== Quoted text ==
Cutting-In/The Blanket/The Funeral/The Sphynx

Using a complex series of pulls and hooks, the men use gravity and a windless to strip the whale of it's skin, and then it's under layer of blubber. The process is a dangerous one, because it involves a harpooneer getting onto the body of the whale itself, and cutting a hole into it.

Topic Tracking: Nature of Whaling 8

There is a layer of the whale that covers the blubber; when it dries, it becomes thin and brittle, nearly transparent. This is not the skin - the blubber itself is the whale's actual skin. The skin will yield, in the case of a large Sperm Whale, one hundred barrels of oil; that oil is only three fourths of the weight of the entire substance. The skin is taken off in long strips, called blanket-pieces.

The peeled body of the whale is dropped into the ocean. The remains float in the water, almost as a ghost of the dead whale itself, to scare away other ships.

Before the whale is stripped, it is beheaded, and the head is hung against the ship's side.

Once all the work is done, it is noon, and the men go below to eat. Ahab comes onto the deck by himself, and stares at the head of the whale, hypnotized by its silence. He addresses the head as if he wishes it to speak to him, and asks it to divulge the secret thing within it.

"'O head! thou hast seen enough to split the planets and make an infidel of Abraham, and not one syllable is thine!'" Chapter 70, pg. 264

Another ship is spotted, and the Pequod approaches her.
===
• Aim a: Condense the paragraph of the whaling summary that begins "Once all the work is done" into a shorter version that keeps its main facts.
== Entries supplied ==
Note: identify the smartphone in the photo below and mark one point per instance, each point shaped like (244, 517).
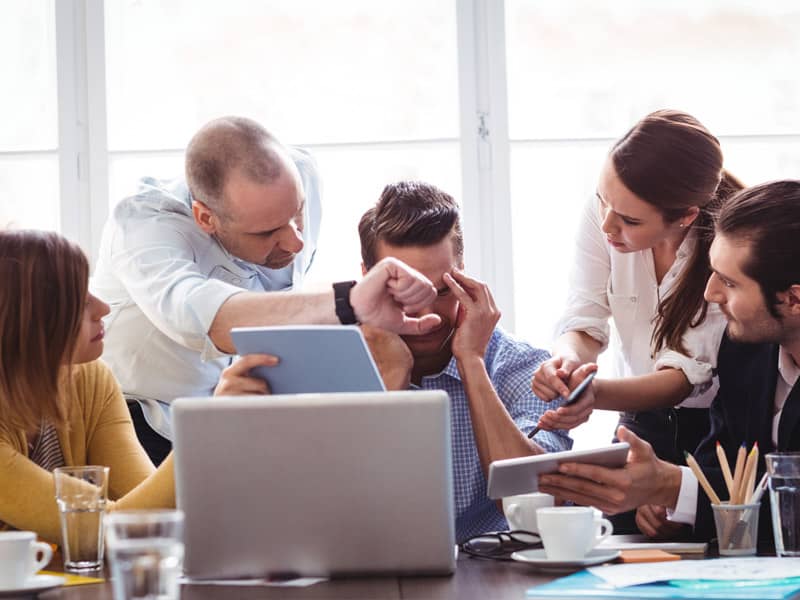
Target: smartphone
(573, 397)
(575, 394)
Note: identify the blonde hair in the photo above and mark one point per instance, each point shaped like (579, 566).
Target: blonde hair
(42, 297)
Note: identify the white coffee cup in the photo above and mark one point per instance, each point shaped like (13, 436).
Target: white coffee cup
(520, 510)
(570, 532)
(18, 562)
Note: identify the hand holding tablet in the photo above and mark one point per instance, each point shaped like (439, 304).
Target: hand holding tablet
(521, 475)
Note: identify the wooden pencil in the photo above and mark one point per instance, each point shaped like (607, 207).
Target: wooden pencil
(751, 481)
(726, 469)
(749, 468)
(701, 478)
(738, 472)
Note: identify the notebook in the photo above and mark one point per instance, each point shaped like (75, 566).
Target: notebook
(315, 484)
(586, 585)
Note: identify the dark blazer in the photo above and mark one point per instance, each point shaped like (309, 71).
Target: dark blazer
(742, 412)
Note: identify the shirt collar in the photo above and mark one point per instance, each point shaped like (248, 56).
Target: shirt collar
(787, 368)
(451, 369)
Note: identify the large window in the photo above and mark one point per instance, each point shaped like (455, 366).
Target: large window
(29, 134)
(581, 73)
(510, 105)
(371, 89)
===
• Aim b: Echo all of the labeling rows above word for word, leaving the pictures out.

• Worked answer a: When the work ends at noon and the men go below to eat, Ahab comes on deck alone, transfixed by the whale's silent head, and speaks to it, asking it to reveal the secret within it.

• Worked answer b:
Note: identify the smartphone in the photo below and mark one point per instance, each point shaped like (244, 517).
Target: smartphone
(573, 397)
(575, 394)
Note: identify the blonde hair in the photo above and mark one point per instance, each point shaped like (579, 566).
Target: blonde hair
(42, 297)
Note: identify the white coffee cup in the photo above and mark one point per instance, each point shaped like (13, 436).
Target: white coffee cup
(520, 510)
(570, 532)
(18, 562)
Note: identify the hand holding tablet in the photo above and mark one point per instance, each point shaped like (439, 304).
Target: hand holding tablet
(521, 475)
Note: identify the wooden pencil in the photo above and mark one point per instance, each point shaped like (607, 207).
Target: wooden pencil
(751, 481)
(726, 469)
(749, 468)
(701, 478)
(738, 472)
Note: identify the notebook in the photo above and mark one point per instance, each point shaped like (75, 566).
Target: notebook
(315, 484)
(586, 585)
Note: identify the dark blazer in the photo above and mark one point per instance, each point shaped like (309, 71).
Target: dark blazer
(742, 412)
Note: identify the shirt collar in the photo above and mark one point per instance, each point shaped like (248, 56).
Target: shirt collar
(787, 368)
(451, 369)
Note: identify the large window in the photo above and mark one point per instance, each point shaped like (455, 366).
Target: large window
(29, 134)
(581, 73)
(510, 105)
(371, 89)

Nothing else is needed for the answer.